§ What the exercise asks
Begin at the line containing "Place a pin on every instance of the second" in the data below and go on through the line containing "Place a pin on every instance of the distant", repeating each line exactly; include both ends and no other line.

(Collection entries)
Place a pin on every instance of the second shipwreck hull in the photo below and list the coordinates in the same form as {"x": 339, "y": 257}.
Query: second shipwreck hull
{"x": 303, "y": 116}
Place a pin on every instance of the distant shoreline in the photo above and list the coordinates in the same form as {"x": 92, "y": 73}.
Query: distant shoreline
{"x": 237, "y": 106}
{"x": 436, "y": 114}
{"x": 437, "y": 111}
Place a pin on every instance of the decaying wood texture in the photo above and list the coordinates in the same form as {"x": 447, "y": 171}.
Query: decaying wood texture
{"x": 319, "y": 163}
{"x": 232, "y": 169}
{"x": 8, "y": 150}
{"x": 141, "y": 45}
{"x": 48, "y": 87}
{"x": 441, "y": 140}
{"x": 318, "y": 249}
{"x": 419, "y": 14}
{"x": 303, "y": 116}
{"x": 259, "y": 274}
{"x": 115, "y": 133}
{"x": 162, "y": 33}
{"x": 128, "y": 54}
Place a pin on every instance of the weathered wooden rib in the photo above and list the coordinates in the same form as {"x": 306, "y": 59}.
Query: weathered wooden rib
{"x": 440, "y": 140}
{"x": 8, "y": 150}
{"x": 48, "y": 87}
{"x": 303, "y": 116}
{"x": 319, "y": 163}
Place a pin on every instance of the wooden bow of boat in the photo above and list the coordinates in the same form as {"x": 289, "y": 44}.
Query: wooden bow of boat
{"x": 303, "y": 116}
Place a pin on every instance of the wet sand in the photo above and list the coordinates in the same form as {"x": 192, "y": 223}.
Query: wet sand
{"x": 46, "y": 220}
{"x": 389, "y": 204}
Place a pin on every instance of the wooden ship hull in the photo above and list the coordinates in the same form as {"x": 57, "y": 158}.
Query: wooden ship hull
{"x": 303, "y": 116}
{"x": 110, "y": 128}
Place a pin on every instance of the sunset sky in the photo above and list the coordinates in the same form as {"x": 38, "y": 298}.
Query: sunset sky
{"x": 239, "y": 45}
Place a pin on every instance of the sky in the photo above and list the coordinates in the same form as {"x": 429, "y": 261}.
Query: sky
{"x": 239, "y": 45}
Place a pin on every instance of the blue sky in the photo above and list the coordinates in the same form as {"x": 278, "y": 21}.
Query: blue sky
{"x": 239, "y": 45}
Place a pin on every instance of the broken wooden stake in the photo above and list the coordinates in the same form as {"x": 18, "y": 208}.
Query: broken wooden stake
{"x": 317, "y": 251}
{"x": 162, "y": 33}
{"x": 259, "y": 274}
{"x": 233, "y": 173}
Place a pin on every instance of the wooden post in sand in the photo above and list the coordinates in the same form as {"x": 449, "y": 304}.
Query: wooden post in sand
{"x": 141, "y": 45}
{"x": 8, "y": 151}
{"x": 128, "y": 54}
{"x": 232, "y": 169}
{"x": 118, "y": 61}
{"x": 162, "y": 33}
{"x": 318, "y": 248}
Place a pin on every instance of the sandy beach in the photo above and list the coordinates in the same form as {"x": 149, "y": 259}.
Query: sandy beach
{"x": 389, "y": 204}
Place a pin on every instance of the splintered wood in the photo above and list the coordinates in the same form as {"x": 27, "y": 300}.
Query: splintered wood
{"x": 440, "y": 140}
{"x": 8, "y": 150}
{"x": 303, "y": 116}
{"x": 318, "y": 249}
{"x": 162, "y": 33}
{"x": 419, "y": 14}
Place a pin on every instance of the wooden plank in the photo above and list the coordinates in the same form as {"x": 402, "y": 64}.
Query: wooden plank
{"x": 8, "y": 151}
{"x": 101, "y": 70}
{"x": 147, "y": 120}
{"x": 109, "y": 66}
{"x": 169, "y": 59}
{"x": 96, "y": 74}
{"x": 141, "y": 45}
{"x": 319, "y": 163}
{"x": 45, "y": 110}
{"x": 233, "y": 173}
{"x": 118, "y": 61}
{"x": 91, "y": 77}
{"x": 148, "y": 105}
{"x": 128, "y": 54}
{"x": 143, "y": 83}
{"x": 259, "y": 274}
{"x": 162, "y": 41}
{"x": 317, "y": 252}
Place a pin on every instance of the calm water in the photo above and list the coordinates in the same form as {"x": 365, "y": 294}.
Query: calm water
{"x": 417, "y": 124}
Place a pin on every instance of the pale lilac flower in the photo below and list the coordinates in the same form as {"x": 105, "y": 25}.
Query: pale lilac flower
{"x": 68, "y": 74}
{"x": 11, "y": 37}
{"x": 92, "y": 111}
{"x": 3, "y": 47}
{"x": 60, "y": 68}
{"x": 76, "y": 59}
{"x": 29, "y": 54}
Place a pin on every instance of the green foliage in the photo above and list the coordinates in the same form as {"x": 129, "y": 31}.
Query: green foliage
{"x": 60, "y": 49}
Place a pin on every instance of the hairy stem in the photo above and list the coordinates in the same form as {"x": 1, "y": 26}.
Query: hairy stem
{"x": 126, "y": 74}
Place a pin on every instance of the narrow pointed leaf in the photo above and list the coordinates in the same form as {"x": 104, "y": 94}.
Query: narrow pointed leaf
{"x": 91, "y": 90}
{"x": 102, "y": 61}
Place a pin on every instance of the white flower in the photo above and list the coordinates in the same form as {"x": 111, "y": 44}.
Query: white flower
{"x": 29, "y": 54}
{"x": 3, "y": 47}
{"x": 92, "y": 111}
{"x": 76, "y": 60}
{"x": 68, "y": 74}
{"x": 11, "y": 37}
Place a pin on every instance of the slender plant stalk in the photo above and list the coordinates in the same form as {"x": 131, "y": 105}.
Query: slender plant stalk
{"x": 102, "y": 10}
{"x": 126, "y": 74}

* * *

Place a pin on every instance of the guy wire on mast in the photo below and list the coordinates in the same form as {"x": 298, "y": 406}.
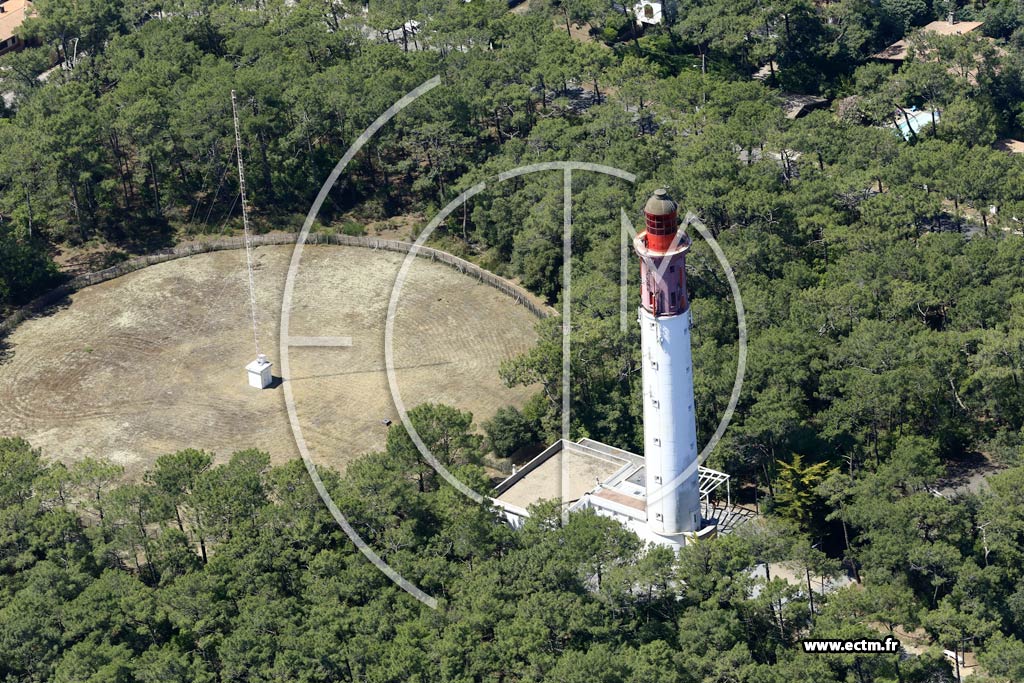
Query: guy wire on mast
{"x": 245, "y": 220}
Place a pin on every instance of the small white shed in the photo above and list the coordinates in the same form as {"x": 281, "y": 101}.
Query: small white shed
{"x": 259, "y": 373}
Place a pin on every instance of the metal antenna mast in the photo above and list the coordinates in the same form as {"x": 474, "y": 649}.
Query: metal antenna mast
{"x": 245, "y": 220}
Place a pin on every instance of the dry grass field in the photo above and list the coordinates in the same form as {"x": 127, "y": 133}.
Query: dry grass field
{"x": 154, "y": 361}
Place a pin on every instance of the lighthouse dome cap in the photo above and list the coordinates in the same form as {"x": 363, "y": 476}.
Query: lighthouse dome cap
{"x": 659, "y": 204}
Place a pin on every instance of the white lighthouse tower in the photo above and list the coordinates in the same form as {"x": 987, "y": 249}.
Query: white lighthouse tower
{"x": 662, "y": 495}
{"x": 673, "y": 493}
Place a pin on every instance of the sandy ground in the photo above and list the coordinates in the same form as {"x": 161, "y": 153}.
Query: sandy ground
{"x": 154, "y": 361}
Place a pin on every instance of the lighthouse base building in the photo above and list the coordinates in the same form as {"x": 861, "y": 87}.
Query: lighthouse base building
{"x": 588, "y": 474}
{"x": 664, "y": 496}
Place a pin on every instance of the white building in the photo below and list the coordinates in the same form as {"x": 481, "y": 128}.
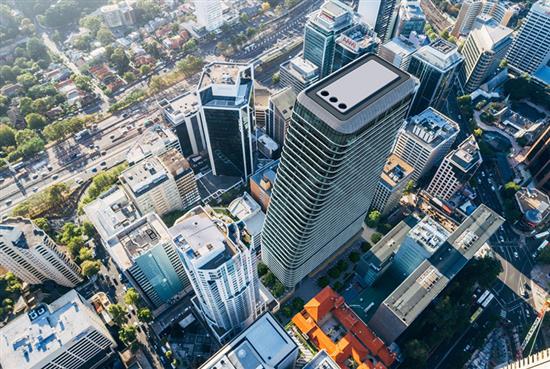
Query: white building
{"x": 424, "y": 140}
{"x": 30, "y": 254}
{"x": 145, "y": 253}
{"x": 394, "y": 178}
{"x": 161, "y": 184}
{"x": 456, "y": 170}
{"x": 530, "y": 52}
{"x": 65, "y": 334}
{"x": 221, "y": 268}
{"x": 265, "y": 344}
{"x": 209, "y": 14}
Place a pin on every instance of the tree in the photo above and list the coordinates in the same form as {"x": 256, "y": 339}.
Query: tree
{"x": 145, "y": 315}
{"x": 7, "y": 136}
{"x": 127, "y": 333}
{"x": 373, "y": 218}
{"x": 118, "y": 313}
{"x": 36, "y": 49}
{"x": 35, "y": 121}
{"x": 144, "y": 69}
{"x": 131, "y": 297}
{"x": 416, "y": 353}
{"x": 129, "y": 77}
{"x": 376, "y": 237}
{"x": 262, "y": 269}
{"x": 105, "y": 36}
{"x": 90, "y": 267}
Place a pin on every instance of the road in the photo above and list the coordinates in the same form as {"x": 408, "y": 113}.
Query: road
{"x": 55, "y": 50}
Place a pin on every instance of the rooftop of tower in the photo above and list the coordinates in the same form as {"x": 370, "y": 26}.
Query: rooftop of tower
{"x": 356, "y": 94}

---

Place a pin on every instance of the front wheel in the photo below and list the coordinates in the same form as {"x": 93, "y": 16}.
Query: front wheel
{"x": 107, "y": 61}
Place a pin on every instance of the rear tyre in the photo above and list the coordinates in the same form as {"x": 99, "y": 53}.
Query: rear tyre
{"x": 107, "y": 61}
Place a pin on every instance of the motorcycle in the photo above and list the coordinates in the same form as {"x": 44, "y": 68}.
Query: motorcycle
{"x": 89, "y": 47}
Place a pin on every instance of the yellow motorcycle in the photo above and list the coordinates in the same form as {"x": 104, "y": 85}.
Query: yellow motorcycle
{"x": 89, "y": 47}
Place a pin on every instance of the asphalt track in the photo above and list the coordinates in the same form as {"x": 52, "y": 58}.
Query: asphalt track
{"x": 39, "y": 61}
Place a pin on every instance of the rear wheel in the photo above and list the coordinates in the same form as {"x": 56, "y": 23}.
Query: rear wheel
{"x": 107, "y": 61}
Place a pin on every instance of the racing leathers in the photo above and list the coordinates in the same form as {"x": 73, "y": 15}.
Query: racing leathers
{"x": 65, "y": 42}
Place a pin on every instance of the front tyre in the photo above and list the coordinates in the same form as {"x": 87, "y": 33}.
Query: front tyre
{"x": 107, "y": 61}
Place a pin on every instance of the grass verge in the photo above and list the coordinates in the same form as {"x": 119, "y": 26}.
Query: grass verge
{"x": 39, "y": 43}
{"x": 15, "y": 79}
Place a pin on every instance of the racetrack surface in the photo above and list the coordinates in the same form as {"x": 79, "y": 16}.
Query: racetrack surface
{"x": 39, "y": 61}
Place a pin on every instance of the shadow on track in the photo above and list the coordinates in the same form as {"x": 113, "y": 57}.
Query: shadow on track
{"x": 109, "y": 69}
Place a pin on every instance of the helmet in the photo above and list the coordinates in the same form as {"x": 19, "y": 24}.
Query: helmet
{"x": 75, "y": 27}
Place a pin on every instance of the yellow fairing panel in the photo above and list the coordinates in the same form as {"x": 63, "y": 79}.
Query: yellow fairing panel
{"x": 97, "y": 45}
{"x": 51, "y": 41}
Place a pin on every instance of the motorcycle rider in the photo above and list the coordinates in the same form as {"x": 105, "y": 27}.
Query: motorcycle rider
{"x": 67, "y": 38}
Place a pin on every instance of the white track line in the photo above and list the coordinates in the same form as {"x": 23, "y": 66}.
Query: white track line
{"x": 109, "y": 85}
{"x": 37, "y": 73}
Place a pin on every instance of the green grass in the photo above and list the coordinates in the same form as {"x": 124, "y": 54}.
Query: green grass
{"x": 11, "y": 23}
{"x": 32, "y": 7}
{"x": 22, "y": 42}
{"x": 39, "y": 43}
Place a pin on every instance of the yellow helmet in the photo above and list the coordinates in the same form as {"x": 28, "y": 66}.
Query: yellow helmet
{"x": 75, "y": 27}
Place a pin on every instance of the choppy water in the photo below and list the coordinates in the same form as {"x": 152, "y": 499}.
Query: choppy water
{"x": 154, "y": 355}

§ Output of the task
Place a pin on every instance of the second shipwreck hull in the photo below and list the coordinates in the same form as {"x": 339, "y": 257}.
Query: second shipwreck hull
{"x": 303, "y": 116}
Place a pin on every instance of the distant shoreline in the photo above and list the coordinates in the same form as {"x": 92, "y": 73}.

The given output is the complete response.